_WORK ITEM:_ Rewrite the stretch from "The decision layer is" through "is built on." in the supply chain text, changing "architecture" to "design".

_TEXT PASSAGE:_
<<<<

Predictions and visibility are inputs. Decisions are the output.
Why a decade of investment in predictive capability has not produced better decisions.
Supply chain technology stacks into three layers. Predictions — what do we think the future looks like? Visibility — what's actually happening right now? Decisions — what should we do about it? The first two have moved forward dramatically. The third has barely moved at all.
ML-driven hierarchical forecasting beats the naive baselines we shipped in 2016 by 25 to 40 percent. Demand sensing captures granular signal that didn't exist a decade ago — point-of-sale telemetry, weather, search trends, social chatter. Control towers stream events in near-real-time across networks that used to refresh nightly. Credit where credit is due: the prediction layer and the visibility layer have earned the investment they've absorbed.
The decision layer is the layer that converts those better inputs into a committed action — release this PO, allocate this customer, hold this safety stock, reserve this lane. It is built on the same architecture it was built on twenty years ago: sequential five-stage planning, single-future master-data assumptions, single-objective optimization, no memory of yesterday's commits, no measurement of today's policy.
Better forecasts do not produce better decisions when the decision architecture is sequential, single-future, master-data-driven, and amnesiac. That sentence is the diagnosis the rest of this book is built on.
We're not adding another forecasting layer or another visibility surface. We're replacing the decision layer.

>>>>

_RECORDED DATA:_

<<<<

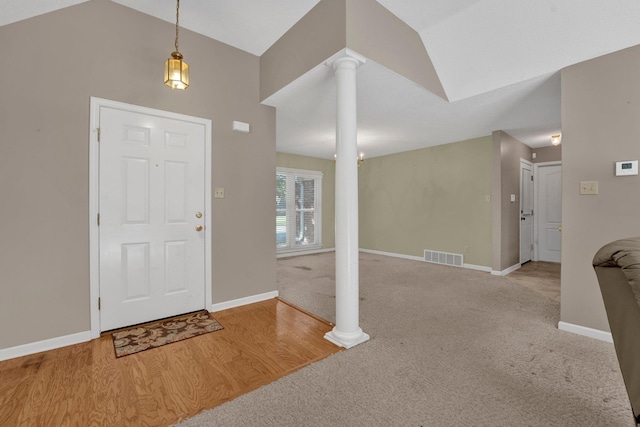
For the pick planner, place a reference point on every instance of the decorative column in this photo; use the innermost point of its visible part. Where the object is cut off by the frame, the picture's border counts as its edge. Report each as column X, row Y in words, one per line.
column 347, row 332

>>>>
<<<<

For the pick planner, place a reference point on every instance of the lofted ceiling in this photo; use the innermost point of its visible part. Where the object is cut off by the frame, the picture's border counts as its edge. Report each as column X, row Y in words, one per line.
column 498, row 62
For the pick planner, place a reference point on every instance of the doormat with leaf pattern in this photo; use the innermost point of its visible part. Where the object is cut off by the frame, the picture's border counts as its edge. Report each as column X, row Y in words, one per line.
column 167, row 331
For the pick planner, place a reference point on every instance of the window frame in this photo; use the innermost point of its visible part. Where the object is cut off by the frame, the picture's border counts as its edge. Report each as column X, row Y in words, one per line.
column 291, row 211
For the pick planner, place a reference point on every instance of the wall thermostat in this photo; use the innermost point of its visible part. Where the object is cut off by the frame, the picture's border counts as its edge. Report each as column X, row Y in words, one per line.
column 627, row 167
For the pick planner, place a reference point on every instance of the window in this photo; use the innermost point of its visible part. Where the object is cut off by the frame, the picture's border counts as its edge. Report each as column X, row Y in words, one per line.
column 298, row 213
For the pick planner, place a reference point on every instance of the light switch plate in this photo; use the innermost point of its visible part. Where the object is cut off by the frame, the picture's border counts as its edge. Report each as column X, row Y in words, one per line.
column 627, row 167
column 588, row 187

>>>>

_TASK RESPONSE:_
The decision layer is the layer that converts those better inputs into a committed action — release this PO, allocate this customer, hold this safety stock, reserve this lane. It is built on the same design it was built on twenty years ago: sequential five-stage planning, single-future master-data assumptions, single-objective optimization, no memory of yesterday's commits, no measurement of today's policy.
Better forecasts do not produce better decisions when the decision design is sequential, single-future, master-data-driven, and amnesiac. That sentence is the diagnosis the rest of this book is built on.